====== Data to process

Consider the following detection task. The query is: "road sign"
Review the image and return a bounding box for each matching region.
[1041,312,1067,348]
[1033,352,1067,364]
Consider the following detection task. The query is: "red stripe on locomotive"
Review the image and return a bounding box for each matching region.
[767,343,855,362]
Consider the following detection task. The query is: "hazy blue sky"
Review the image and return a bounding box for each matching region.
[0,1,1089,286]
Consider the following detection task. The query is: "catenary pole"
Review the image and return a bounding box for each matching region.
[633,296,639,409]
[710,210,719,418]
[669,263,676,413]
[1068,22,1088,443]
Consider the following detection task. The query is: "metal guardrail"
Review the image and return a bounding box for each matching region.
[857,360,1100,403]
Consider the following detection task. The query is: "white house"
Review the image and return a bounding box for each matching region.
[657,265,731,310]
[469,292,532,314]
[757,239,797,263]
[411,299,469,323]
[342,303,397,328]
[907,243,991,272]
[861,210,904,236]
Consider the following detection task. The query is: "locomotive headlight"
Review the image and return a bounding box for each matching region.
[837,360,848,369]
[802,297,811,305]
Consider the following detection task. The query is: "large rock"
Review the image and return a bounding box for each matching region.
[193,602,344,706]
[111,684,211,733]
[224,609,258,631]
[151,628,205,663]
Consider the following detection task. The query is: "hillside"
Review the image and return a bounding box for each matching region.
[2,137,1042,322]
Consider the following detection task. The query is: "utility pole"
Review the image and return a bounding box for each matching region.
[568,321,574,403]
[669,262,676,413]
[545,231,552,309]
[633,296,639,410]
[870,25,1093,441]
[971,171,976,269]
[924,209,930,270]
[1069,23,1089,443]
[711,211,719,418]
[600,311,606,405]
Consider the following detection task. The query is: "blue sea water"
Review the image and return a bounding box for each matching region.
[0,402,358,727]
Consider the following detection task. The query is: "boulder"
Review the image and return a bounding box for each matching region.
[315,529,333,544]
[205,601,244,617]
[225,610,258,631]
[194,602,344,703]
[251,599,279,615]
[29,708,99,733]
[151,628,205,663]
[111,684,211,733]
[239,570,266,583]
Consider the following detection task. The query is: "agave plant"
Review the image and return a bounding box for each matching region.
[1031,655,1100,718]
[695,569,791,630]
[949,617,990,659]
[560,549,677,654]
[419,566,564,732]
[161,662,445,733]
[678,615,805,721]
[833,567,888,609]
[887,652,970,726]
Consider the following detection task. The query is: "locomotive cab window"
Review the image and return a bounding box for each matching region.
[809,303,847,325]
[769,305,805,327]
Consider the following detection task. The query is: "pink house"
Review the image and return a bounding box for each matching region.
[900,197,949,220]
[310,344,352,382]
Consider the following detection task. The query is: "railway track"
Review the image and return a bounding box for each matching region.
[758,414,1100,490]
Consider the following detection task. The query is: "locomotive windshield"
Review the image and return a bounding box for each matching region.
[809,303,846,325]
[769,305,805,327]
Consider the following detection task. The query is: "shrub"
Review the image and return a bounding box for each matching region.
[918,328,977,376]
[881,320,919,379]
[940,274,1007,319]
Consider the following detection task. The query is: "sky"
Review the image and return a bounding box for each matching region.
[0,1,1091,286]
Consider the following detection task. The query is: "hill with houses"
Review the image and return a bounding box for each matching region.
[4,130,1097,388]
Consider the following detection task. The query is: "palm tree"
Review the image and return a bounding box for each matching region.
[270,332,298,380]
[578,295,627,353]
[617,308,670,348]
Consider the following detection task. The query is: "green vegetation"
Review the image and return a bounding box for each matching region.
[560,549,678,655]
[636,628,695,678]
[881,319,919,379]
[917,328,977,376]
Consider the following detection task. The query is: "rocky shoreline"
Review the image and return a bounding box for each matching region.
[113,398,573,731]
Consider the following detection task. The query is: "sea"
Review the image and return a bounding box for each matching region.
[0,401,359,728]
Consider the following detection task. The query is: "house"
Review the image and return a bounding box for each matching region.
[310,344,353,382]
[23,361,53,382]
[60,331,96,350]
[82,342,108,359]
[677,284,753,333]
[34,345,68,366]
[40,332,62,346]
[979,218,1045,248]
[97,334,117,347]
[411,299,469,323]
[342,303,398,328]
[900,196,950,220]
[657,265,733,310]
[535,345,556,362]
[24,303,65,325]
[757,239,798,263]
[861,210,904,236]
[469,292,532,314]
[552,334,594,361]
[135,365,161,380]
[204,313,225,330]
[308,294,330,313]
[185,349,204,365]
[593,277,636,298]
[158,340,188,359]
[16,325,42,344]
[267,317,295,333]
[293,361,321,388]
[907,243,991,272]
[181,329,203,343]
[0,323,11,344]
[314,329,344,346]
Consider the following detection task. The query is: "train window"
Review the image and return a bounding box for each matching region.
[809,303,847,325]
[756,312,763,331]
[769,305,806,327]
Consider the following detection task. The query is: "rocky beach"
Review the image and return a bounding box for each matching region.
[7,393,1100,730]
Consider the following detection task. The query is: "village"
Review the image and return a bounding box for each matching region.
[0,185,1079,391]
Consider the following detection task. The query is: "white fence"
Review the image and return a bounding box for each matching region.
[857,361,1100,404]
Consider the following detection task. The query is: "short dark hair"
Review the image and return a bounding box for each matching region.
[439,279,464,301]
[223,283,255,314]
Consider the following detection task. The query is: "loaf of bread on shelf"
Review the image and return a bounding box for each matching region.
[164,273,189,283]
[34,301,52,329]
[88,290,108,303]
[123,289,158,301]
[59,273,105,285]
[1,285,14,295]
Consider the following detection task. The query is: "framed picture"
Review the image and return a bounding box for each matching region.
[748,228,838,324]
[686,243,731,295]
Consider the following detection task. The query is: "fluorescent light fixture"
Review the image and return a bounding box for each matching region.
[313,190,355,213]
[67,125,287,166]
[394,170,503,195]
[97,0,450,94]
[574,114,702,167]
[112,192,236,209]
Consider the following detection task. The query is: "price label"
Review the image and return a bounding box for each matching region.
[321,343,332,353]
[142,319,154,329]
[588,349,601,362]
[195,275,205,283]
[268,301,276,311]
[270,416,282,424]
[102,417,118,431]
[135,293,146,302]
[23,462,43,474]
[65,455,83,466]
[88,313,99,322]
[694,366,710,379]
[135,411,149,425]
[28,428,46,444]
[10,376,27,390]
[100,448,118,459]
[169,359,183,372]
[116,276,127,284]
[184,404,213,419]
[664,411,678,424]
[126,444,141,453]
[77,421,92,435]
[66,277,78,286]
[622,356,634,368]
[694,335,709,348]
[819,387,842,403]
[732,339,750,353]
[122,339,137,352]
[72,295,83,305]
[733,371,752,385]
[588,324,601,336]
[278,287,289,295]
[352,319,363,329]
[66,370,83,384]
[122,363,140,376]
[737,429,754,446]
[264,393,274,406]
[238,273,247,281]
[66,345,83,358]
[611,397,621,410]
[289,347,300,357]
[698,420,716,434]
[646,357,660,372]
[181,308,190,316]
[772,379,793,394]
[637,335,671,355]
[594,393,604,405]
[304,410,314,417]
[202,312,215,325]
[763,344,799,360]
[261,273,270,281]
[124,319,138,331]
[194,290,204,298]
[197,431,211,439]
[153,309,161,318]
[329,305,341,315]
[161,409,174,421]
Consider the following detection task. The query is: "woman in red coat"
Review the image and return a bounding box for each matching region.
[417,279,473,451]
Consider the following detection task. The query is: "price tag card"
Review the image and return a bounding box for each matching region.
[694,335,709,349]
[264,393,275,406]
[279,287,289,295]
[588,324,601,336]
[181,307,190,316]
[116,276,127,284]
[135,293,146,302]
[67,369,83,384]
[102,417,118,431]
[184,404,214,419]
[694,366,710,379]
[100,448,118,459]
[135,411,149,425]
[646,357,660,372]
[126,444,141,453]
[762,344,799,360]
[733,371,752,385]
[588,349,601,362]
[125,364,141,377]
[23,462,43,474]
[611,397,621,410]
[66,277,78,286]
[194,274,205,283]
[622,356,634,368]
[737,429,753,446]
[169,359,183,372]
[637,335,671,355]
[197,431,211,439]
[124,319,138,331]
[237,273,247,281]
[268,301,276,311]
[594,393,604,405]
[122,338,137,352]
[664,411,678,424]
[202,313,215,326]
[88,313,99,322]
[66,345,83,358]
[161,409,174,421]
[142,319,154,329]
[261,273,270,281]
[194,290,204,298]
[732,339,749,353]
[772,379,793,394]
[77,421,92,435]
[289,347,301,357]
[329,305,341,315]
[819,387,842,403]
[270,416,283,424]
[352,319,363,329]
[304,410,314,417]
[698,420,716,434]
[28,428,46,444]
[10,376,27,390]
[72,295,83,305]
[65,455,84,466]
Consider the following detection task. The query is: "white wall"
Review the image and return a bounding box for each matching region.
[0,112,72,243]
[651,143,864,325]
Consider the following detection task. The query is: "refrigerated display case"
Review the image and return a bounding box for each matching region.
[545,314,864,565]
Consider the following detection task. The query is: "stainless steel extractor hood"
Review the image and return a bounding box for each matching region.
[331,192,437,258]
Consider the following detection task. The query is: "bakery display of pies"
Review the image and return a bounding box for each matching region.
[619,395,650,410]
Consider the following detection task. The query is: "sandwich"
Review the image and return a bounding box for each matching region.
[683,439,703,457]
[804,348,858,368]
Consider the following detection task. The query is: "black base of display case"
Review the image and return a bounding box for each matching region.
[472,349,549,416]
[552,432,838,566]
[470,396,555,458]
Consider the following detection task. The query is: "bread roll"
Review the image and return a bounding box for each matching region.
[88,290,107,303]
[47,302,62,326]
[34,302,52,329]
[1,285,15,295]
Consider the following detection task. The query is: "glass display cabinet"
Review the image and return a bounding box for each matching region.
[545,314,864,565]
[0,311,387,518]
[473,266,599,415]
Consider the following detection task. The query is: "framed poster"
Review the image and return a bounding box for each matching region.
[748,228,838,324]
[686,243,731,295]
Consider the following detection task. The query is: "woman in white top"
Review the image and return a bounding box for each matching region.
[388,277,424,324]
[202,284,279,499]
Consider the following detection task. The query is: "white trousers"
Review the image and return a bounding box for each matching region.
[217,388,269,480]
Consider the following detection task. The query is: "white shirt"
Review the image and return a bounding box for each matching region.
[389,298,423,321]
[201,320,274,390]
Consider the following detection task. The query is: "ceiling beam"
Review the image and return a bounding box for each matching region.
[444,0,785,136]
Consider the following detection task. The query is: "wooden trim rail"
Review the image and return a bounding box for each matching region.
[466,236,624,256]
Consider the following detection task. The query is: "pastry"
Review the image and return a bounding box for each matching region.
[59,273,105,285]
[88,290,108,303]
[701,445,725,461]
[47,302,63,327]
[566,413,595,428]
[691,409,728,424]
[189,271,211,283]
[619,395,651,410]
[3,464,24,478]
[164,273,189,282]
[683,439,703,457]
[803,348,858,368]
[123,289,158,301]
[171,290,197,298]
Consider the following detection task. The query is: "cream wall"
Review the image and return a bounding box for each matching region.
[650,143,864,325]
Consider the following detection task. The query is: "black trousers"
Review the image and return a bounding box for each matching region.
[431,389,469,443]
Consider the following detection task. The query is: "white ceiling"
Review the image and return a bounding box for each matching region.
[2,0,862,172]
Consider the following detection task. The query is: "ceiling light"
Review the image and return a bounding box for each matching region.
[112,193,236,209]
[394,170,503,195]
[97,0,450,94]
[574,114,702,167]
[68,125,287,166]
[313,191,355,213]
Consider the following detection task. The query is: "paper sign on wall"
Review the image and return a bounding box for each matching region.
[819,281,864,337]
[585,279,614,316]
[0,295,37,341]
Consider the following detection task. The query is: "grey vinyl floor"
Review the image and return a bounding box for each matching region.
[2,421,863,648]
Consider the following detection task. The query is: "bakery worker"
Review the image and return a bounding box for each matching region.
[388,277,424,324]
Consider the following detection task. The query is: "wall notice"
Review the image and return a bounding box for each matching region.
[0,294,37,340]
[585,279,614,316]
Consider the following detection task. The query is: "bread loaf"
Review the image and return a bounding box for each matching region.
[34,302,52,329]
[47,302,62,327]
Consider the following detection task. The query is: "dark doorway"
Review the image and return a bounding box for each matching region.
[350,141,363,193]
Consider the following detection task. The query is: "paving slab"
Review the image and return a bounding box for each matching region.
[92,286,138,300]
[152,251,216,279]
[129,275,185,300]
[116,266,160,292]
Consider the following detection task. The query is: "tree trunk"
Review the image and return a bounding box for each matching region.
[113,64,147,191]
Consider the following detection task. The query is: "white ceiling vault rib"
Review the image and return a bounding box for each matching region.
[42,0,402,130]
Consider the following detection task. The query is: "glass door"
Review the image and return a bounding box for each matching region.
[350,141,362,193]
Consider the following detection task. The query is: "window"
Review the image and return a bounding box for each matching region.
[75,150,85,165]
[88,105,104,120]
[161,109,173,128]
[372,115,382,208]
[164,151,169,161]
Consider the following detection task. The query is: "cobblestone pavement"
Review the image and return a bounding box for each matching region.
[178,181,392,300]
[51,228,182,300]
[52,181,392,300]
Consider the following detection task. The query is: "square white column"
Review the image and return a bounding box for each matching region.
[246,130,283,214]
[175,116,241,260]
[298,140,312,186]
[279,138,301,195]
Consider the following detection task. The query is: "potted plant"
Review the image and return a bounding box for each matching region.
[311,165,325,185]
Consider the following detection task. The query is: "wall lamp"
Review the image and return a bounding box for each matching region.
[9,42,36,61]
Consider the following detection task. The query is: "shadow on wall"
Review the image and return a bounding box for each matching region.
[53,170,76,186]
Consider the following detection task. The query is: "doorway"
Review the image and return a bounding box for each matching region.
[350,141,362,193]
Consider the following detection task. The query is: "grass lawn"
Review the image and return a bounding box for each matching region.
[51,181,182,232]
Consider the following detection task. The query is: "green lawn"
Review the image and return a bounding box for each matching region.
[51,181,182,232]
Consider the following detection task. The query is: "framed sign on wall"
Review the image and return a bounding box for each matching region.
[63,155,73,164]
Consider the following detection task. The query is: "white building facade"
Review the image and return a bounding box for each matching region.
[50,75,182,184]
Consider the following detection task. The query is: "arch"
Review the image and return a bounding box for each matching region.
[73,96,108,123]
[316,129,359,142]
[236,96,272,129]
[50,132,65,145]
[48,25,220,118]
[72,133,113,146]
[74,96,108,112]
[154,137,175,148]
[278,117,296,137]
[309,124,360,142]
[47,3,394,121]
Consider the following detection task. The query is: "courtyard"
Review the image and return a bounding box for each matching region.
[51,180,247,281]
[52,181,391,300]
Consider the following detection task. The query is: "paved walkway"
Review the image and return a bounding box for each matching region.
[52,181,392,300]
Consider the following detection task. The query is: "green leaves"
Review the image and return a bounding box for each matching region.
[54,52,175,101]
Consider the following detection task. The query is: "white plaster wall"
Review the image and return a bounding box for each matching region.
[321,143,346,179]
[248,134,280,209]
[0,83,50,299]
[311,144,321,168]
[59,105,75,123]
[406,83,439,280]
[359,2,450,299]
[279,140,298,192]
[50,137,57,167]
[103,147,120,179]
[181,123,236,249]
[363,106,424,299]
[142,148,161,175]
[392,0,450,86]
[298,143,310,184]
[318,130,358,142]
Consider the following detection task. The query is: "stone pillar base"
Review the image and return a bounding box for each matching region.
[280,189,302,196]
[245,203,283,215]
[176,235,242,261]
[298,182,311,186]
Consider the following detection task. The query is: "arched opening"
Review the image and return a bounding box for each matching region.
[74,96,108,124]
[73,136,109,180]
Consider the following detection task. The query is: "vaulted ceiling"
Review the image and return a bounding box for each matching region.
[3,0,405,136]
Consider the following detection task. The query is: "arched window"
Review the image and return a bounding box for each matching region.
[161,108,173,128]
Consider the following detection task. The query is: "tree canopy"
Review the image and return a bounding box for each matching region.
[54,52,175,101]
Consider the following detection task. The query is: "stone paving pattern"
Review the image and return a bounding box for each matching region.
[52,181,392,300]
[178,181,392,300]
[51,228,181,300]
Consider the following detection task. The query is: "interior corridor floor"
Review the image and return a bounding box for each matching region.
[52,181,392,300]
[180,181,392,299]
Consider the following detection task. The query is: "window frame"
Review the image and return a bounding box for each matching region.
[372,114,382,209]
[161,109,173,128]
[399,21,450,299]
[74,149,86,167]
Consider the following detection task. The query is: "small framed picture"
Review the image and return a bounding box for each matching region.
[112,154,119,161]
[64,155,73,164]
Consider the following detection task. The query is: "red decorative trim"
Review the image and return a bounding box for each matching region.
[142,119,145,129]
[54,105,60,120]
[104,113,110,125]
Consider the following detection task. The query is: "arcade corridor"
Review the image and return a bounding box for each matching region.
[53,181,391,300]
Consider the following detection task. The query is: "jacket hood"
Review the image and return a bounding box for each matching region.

============

For each line of the entries that holds the word "ceiling", pull that line out.

_Answer to the problem_
Consider the following detection task. The query is: "ceiling beam"
Consider the following detection task. The query is: "white ceiling"
Consider the following detection task. The query is: "ceiling light"
Consider the following detection task. The query is: "white ceiling vault rib"
Consider the following detection task. The query is: "vaulted ceiling"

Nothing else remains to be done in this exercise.